--- Excerpt Enclosed Below ---
The unmet need of treatment for therapy-resistant tumours is being met with a hypoxia-beating new drug

Hypoxia is a common pathophysiological characteristic of solid tumours, known to be a driver of malignancy and metastatic spread and tumours resistant to both chemo- and radiotherapy.

The use of hypoxia-activated prodrugs (bioreductive cytotoxic drugs) is an attractive approach to kill therapy-resistant hypoxic cells. However, despite the development of a range of structurally diverse agents, there is no well-defined clinical success. The major reason for this is off-target toxicity.

The effectiveness of bioreductive drugs would be greatly improved if selective tumour delivery can be achieved while at the same time minimising exposure and toxicity towards normal tissues. To achieve this, The University of Manchester have created a hyaluronic acid (HA)/bioreductive drug conjugate.

This soluble polymer is designed to preferentially target and accumulate in tumours via CD44 binding (and internalization). An attractive feature of this approach is that CD44, a cell surface protein which binds HA, is widely expressed in many cancer types and is known to be a marker for cancer cell stemness, therapy resistance and poor prognosis.

The novelty of this approach is to conjugate the cytotoxic payload to HA via a boronic acid linker. This linkage is pH sensitive with the result of releasing the payload at a pH of 6.5 (a pH commonly found in solid tumours). The cytotoxic entity released is a bioreductive drug that is selectively toxic to the therapy resistant hypoxic cells.
--- End of Enclosed Excerpt ---
--- Provided data Enclosed Below ---
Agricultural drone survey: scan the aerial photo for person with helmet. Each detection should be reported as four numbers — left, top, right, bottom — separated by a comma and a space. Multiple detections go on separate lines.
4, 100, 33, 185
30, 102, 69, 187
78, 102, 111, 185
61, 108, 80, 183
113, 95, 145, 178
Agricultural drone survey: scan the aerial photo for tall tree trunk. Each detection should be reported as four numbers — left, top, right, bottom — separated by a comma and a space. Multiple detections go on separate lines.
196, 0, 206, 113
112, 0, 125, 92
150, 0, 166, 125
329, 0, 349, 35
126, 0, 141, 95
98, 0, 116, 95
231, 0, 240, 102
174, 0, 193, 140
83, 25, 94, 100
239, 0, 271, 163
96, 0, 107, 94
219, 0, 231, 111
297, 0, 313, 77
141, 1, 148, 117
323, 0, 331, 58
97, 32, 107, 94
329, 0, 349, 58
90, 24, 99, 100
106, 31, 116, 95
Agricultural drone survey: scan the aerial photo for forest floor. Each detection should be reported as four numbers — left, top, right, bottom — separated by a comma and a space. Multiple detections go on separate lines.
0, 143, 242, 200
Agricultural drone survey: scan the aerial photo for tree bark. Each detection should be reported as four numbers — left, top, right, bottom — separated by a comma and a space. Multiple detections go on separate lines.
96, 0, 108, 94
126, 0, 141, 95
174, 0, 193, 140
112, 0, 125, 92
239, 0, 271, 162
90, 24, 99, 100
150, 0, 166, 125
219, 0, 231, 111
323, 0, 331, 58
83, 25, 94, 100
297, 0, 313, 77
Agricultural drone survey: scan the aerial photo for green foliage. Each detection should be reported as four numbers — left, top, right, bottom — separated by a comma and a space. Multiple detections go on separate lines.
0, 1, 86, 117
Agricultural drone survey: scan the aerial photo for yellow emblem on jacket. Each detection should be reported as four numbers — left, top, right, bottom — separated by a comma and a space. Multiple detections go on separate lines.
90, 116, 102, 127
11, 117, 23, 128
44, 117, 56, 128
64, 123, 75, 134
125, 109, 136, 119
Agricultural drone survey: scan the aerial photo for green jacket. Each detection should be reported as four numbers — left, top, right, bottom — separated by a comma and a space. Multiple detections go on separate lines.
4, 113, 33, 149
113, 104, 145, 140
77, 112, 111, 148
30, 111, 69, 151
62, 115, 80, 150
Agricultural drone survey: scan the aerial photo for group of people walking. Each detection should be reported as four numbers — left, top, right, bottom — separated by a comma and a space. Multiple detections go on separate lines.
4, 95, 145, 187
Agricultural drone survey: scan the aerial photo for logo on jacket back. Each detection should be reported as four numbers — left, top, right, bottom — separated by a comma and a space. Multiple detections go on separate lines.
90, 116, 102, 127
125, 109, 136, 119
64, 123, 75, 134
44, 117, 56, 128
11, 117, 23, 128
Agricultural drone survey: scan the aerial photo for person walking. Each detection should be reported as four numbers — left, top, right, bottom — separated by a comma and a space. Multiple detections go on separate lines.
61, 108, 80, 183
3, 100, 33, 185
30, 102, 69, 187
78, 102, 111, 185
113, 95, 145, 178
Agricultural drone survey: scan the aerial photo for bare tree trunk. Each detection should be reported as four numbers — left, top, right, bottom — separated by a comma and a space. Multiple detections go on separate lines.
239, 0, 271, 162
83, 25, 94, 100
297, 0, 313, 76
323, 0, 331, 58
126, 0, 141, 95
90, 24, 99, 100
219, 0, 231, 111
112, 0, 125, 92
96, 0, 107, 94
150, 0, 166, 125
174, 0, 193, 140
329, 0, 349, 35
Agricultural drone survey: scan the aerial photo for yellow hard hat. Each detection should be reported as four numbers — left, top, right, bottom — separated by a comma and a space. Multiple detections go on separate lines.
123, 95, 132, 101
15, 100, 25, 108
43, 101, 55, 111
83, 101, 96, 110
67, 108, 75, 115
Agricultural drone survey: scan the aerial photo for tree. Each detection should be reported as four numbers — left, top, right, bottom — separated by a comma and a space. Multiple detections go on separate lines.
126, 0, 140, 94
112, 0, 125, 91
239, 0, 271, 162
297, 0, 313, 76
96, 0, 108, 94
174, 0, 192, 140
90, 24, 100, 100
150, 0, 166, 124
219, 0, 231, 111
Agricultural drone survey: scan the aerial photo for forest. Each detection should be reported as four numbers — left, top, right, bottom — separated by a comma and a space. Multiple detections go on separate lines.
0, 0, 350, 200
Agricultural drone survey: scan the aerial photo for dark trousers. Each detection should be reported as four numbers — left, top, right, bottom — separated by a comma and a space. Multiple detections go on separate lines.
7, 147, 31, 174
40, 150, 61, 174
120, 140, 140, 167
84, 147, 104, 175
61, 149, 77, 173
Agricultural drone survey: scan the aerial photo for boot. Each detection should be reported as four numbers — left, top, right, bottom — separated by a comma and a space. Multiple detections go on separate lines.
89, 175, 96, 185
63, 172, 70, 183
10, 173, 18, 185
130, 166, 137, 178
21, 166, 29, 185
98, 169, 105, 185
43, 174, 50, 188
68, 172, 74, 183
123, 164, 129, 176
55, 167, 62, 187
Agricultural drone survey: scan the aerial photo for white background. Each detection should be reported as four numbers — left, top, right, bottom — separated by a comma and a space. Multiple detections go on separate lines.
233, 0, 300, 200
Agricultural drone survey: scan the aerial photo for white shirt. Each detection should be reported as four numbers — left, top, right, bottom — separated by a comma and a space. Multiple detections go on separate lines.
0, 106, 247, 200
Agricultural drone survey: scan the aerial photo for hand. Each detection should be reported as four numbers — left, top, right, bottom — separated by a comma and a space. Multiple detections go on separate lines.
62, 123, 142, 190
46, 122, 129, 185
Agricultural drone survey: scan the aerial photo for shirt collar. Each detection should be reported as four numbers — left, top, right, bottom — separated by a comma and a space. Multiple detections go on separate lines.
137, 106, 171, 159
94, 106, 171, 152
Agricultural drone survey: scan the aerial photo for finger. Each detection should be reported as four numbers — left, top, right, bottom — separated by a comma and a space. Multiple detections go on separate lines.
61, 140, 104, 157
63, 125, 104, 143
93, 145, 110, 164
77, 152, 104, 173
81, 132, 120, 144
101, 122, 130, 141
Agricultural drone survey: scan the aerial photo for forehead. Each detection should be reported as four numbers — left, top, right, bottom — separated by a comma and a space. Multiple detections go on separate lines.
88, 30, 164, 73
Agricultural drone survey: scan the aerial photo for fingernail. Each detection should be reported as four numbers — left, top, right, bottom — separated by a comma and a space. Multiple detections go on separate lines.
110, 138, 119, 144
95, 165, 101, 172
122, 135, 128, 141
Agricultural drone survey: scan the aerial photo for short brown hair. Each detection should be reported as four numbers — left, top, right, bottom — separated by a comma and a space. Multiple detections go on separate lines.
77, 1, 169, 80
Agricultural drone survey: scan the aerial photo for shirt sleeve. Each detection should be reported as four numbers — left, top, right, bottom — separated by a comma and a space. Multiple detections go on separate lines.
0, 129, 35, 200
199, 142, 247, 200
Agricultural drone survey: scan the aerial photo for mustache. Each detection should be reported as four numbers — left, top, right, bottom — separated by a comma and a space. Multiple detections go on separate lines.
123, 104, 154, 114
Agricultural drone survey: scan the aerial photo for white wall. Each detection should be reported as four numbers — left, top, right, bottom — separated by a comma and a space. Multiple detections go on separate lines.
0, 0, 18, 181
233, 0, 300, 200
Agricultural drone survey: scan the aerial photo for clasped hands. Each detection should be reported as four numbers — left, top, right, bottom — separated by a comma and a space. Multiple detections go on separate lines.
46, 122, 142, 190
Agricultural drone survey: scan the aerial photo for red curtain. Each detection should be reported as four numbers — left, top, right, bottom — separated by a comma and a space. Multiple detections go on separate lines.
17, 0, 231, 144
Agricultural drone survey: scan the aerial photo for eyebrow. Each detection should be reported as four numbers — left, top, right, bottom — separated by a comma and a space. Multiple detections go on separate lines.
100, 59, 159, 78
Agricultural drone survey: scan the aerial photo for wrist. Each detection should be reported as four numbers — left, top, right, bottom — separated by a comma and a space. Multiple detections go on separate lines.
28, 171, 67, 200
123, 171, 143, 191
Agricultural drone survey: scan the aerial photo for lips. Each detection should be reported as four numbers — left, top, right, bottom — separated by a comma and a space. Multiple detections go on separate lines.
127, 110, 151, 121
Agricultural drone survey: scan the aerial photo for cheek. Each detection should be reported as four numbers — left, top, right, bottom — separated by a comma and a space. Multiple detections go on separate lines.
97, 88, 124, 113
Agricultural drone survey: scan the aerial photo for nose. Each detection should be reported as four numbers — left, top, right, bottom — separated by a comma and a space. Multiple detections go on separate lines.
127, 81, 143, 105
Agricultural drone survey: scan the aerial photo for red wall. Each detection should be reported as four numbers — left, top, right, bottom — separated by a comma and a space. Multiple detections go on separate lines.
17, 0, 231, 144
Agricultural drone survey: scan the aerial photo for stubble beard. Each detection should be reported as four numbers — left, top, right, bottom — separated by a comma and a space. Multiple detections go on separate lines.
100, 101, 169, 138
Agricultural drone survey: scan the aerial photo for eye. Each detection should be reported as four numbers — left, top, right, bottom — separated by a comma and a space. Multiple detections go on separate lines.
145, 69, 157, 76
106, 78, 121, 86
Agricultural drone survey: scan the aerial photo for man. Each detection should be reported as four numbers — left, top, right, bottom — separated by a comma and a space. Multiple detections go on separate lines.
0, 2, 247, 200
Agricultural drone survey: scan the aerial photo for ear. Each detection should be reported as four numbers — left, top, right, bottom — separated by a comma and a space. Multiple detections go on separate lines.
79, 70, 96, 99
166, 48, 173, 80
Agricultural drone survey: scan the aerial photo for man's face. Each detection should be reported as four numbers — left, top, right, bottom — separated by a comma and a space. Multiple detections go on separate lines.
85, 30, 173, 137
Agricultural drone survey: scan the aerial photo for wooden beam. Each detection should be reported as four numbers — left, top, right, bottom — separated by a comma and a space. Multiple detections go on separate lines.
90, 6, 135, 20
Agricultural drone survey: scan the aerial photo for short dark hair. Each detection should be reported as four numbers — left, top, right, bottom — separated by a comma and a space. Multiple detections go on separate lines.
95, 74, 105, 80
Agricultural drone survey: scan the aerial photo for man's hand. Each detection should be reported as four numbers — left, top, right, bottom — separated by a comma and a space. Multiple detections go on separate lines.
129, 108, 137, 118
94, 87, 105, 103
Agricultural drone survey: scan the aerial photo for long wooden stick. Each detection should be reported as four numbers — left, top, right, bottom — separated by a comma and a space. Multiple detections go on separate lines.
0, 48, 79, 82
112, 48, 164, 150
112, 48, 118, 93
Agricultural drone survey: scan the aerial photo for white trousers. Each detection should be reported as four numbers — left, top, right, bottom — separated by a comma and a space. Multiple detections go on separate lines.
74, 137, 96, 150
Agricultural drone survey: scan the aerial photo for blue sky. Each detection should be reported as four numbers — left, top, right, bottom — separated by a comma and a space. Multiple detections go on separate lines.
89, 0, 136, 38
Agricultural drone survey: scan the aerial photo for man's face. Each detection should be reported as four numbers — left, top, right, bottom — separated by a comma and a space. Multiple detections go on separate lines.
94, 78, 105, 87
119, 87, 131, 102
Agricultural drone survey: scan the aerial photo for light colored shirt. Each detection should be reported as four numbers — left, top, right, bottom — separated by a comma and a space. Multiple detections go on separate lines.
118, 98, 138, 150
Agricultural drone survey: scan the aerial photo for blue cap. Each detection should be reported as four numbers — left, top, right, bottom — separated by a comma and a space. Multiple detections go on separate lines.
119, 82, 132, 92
--- End of Enclosed Provided data ---
- To do:
1. Answer the following from the passage on the hypoxia-targeting drug conjugate:
(a) What does the passage name as the major reason that hypoxia-activated prodrugs lack well-defined clinical success?
(b) Binding to which cell surface protein is the soluble polymer designed to use in order to accumulate in tumors?
(c) At what pH does the boronic acid linkage release the payload?
2. Summarize the passage on the hypoxia-targeting drug conjugate in two sentences.
3. Pick up the passage on the hypoxia-targeting drug conjugate after its final sentence and continue it.
The items can be left aside; they are not needed for what follows.

- Task answers:
1.
(a) Off-target toxicity.
(b) CD44.
(c) A pH of 6.5.

2. Hypoxia-activated prodrugs are an attractive way to kill therapy-resistant hypoxic tumor cells, but they have had no well-defined clinical success, mainly because of off-target toxicity. To improve selective tumor delivery, The University of Manchester has created a hyaluronic acid/bioreductive drug conjugate that targets tumors via CD44 binding and uses a pH-sensitive boronic acid linker to release, at pH 6.5, a drug selectively toxic to hypoxic cells.

3.
Thus, the technology has three components leading to tumour selectivity and the sparing of damage to normal tissues: 1) selective targeting via CD44; 2) local pH sensitive release of the cytotoxic payload, and 3) hypoxia-selectivity for toxicity.

This approach is suitable to treat solid tumours expressing CD44 and those tumours known to be hypoxic. The treatment could be used to augment the anti-tumour effects of radiotherapy. This would be particularly useful for the treatment of lung cancer where there is a major unmet clinical need and other solid tumours where radiotherapy is the standard of care.

The team are carrying out preclinical studies to show proof of concept and are seeking partners to collaborate on commercialising this technology.

For more information, please contact:

Sonia Nikolovski
+44 (0)161 606 7297 (office)*
+44 (0)7760 342 765 (mobile)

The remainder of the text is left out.